═══ Input material

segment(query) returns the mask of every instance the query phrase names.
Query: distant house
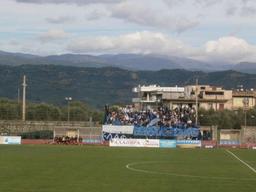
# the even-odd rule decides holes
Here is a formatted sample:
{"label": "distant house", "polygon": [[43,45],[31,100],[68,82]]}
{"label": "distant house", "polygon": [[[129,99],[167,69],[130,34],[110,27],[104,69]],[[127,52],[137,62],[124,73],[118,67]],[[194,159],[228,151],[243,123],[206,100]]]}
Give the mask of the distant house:
{"label": "distant house", "polygon": [[240,90],[234,91],[232,93],[233,98],[233,110],[237,110],[241,108],[245,110],[251,109],[255,105],[256,97],[255,92],[249,91],[244,92]]}
{"label": "distant house", "polygon": [[[159,107],[167,106],[170,109],[185,105],[196,108],[196,86],[188,85],[184,87],[161,87],[156,85],[133,89],[138,93],[138,97],[133,98],[133,103],[138,104],[135,110],[145,111]],[[198,107],[215,110],[232,109],[232,91],[222,89],[220,87],[209,85],[197,86],[197,103]]]}

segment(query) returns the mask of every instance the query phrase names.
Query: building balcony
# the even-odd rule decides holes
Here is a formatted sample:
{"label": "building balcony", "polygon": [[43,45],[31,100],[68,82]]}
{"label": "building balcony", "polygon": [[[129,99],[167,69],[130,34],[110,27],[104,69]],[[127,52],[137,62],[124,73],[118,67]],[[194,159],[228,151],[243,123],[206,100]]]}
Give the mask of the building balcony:
{"label": "building balcony", "polygon": [[[158,101],[159,101],[159,100]],[[149,103],[153,103],[156,101],[156,99],[155,97],[151,97],[148,98],[147,97],[141,97],[141,98],[133,98],[132,102],[133,103],[141,103],[142,102],[148,102]]]}

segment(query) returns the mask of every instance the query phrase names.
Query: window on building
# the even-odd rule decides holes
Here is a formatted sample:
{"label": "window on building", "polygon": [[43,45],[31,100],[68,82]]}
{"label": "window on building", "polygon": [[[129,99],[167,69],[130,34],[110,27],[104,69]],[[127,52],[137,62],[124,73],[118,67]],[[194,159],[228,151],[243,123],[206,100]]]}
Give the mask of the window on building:
{"label": "window on building", "polygon": [[224,92],[223,91],[205,91],[205,95],[224,95]]}
{"label": "window on building", "polygon": [[212,103],[208,103],[208,109],[212,108]]}
{"label": "window on building", "polygon": [[[246,102],[245,101],[246,101]],[[246,104],[246,107],[249,106],[249,98],[244,98],[243,99],[243,104],[244,107],[245,107],[245,105]]]}

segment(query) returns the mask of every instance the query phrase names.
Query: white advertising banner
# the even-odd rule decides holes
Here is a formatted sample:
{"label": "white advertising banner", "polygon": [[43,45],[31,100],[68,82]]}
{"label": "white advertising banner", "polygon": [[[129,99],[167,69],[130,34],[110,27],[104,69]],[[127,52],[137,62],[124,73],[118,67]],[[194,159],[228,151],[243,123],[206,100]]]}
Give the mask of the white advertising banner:
{"label": "white advertising banner", "polygon": [[109,146],[159,147],[159,139],[112,139],[109,141]]}
{"label": "white advertising banner", "polygon": [[102,125],[103,132],[110,133],[119,133],[123,134],[133,134],[133,126],[120,125]]}
{"label": "white advertising banner", "polygon": [[21,137],[4,136],[0,137],[0,144],[20,144]]}

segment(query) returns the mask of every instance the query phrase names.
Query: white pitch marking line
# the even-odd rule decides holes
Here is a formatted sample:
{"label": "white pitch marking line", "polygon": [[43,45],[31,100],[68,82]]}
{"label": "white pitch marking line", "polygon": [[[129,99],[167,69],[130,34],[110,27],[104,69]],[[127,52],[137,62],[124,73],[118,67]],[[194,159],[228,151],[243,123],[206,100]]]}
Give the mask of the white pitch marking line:
{"label": "white pitch marking line", "polygon": [[244,164],[245,165],[247,165],[247,166],[248,166],[248,167],[249,167],[249,168],[250,168],[250,169],[251,169],[253,171],[254,171],[254,172],[255,172],[255,173],[256,173],[256,171],[255,171],[255,169],[253,169],[253,168],[252,167],[251,167],[251,166],[250,166],[250,165],[248,165],[248,164],[247,164],[247,163],[245,163],[243,161],[242,161],[242,160],[241,160],[241,159],[239,159],[239,158],[238,158],[238,157],[237,157],[235,155],[234,155],[234,154],[233,154],[233,153],[231,153],[231,152],[230,152],[230,151],[229,151],[229,150],[228,150],[227,149],[226,149],[226,151],[227,151],[228,152],[229,152],[229,153],[230,153],[231,154],[232,154],[232,155],[233,155],[233,156],[234,157],[235,157],[237,159],[238,159],[238,160],[239,160],[239,161],[241,161],[241,162],[242,162],[242,163],[243,163],[243,164]]}
{"label": "white pitch marking line", "polygon": [[[239,161],[234,161],[235,162],[239,162]],[[142,162],[141,163],[132,163],[131,164],[129,164],[126,165],[126,168],[129,169],[133,171],[140,171],[141,172],[144,172],[145,173],[154,173],[154,174],[160,174],[161,175],[175,175],[176,176],[183,176],[185,177],[201,177],[203,178],[209,178],[211,179],[234,179],[236,180],[255,180],[256,179],[243,179],[241,178],[239,179],[238,178],[229,178],[226,177],[206,177],[205,176],[197,176],[196,175],[179,175],[178,174],[174,174],[172,173],[158,173],[157,172],[152,172],[151,171],[143,171],[142,170],[139,170],[138,169],[133,169],[129,167],[129,166],[130,165],[136,165],[136,164],[142,164],[142,163],[163,163],[166,162],[170,162],[170,161],[155,161],[152,162]]]}

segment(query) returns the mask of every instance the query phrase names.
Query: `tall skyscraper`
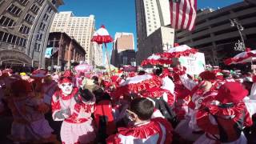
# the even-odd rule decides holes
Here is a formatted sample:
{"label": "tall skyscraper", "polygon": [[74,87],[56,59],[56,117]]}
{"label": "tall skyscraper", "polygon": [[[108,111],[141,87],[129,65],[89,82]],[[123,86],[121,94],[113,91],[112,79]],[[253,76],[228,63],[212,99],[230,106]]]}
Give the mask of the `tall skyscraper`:
{"label": "tall skyscraper", "polygon": [[132,33],[116,33],[113,44],[111,62],[115,66],[131,65],[135,61],[134,39]]}
{"label": "tall skyscraper", "polygon": [[92,64],[94,59],[90,54],[93,43],[90,42],[94,31],[95,19],[94,15],[89,17],[75,17],[72,11],[63,11],[56,14],[51,32],[65,32],[74,37],[84,47],[86,54],[86,60]]}
{"label": "tall skyscraper", "polygon": [[0,65],[44,67],[50,27],[62,0],[0,1]]}
{"label": "tall skyscraper", "polygon": [[137,62],[173,46],[169,0],[135,0]]}
{"label": "tall skyscraper", "polygon": [[160,26],[170,25],[169,0],[135,0],[138,44]]}

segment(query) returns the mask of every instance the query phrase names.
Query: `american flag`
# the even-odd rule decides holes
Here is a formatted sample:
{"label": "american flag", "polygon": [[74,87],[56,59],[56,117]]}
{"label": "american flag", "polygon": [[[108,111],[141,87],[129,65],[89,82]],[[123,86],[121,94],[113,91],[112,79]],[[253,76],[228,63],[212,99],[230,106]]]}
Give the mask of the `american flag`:
{"label": "american flag", "polygon": [[170,25],[192,30],[197,16],[197,0],[170,0]]}

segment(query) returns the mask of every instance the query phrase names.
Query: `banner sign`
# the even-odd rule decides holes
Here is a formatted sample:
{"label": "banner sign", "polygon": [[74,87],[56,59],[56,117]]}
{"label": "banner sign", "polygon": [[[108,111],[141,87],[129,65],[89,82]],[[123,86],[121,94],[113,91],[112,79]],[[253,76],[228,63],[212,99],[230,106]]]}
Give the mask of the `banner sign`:
{"label": "banner sign", "polygon": [[190,75],[198,75],[205,71],[206,60],[203,53],[196,53],[188,57],[180,57],[178,62],[182,66],[186,67],[186,73]]}

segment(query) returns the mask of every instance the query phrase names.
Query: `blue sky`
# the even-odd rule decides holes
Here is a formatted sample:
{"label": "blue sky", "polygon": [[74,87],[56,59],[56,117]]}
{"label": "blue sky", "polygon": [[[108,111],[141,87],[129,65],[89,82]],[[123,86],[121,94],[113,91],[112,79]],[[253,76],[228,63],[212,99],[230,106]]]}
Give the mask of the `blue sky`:
{"label": "blue sky", "polygon": [[[242,1],[198,0],[198,8],[216,9]],[[59,7],[59,11],[73,11],[76,16],[94,14],[97,29],[104,24],[113,38],[116,32],[134,33],[136,41],[134,2],[135,0],[64,0],[65,5]],[[111,45],[108,45],[109,50],[111,47]]]}

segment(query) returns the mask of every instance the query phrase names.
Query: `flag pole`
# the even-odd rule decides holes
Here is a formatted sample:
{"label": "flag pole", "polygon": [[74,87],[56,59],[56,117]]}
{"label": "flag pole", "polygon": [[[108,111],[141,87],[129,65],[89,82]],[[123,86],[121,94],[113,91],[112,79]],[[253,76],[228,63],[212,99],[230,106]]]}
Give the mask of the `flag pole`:
{"label": "flag pole", "polygon": [[108,52],[107,52],[107,48],[106,48],[106,43],[104,43],[104,45],[105,45],[105,50],[106,50],[106,61],[107,61],[107,65],[108,65],[108,66],[109,66],[109,72],[110,72],[110,77],[111,77],[111,69],[110,69],[110,60],[109,60],[109,54],[108,54]]}

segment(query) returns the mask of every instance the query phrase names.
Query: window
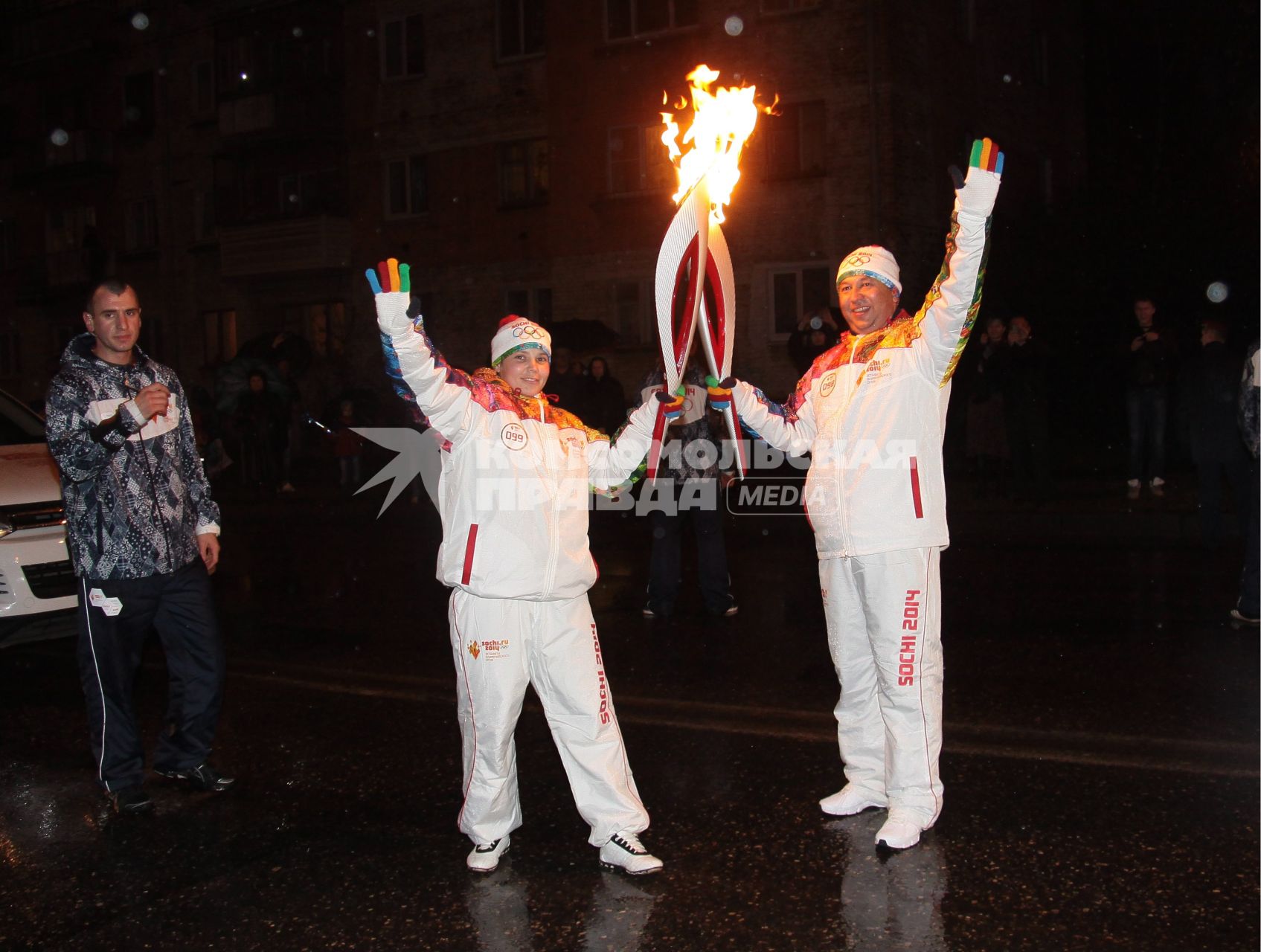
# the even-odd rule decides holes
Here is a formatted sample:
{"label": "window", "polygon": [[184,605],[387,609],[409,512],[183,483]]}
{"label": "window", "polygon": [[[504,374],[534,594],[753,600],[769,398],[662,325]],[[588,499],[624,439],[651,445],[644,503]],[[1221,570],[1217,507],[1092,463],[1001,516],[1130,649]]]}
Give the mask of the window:
{"label": "window", "polygon": [[214,115],[214,63],[203,59],[193,64],[193,115]]}
{"label": "window", "polygon": [[214,367],[236,357],[236,311],[202,311],[206,363]]}
{"label": "window", "polygon": [[661,126],[609,130],[609,194],[673,188],[675,166],[661,142]]}
{"label": "window", "polygon": [[151,69],[132,73],[122,79],[122,126],[153,129],[154,74]]}
{"label": "window", "polygon": [[609,39],[695,26],[696,0],[605,0]]}
{"label": "window", "polygon": [[140,198],[127,202],[124,250],[148,251],[158,247],[158,199]]}
{"label": "window", "polygon": [[508,314],[546,324],[551,320],[551,287],[513,287],[504,293]]}
{"label": "window", "polygon": [[543,52],[547,13],[543,0],[499,0],[499,59]]}
{"label": "window", "polygon": [[305,337],[322,357],[346,353],[346,305],[342,301],[290,305],[284,309],[284,328]]}
{"label": "window", "polygon": [[425,72],[425,28],[420,14],[386,20],[381,29],[381,76],[400,79]]}
{"label": "window", "polygon": [[806,265],[772,271],[770,301],[774,333],[791,334],[807,310],[826,308],[832,300],[832,271]]}
{"label": "window", "polygon": [[826,135],[822,102],[789,102],[767,124],[767,175],[792,178],[823,171]]}
{"label": "window", "polygon": [[546,139],[499,146],[499,202],[504,206],[547,203]]}
{"label": "window", "polygon": [[792,13],[793,10],[816,10],[818,0],[762,0],[762,13]]}
{"label": "window", "polygon": [[207,241],[214,237],[214,195],[198,192],[193,195],[193,240]]}
{"label": "window", "polygon": [[92,251],[100,247],[96,208],[92,206],[58,208],[45,213],[44,252],[49,284],[86,281]]}
{"label": "window", "polygon": [[386,214],[420,214],[429,208],[429,170],[424,155],[386,163]]}

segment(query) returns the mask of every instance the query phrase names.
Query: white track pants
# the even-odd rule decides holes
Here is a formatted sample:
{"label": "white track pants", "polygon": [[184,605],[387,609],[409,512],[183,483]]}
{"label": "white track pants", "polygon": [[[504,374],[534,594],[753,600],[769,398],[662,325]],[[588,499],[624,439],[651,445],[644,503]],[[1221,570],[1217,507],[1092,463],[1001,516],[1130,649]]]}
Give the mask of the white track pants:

══════

Goal of the exercise: Which lines in the material contain the string "blue"? Extract each of them in full, counting uppercase and lowercase letters as different.

Task answer:
Query: `blue sky`
{"label": "blue sky", "polygon": [[74,87],[56,59],[56,117]]}
{"label": "blue sky", "polygon": [[[108,111],[141,87],[129,65],[89,82]],[[123,86],[121,94],[113,91],[112,79]],[[253,76],[228,63],[212,99],[230,106]]]}
Give the mask of the `blue sky`:
{"label": "blue sky", "polygon": [[[242,1],[198,0],[198,8],[216,9]],[[59,7],[59,11],[73,11],[76,16],[94,14],[97,29],[104,24],[113,38],[116,32],[134,33],[136,41],[134,2],[135,0],[64,0],[65,5]],[[111,45],[108,45],[109,50],[111,47]]]}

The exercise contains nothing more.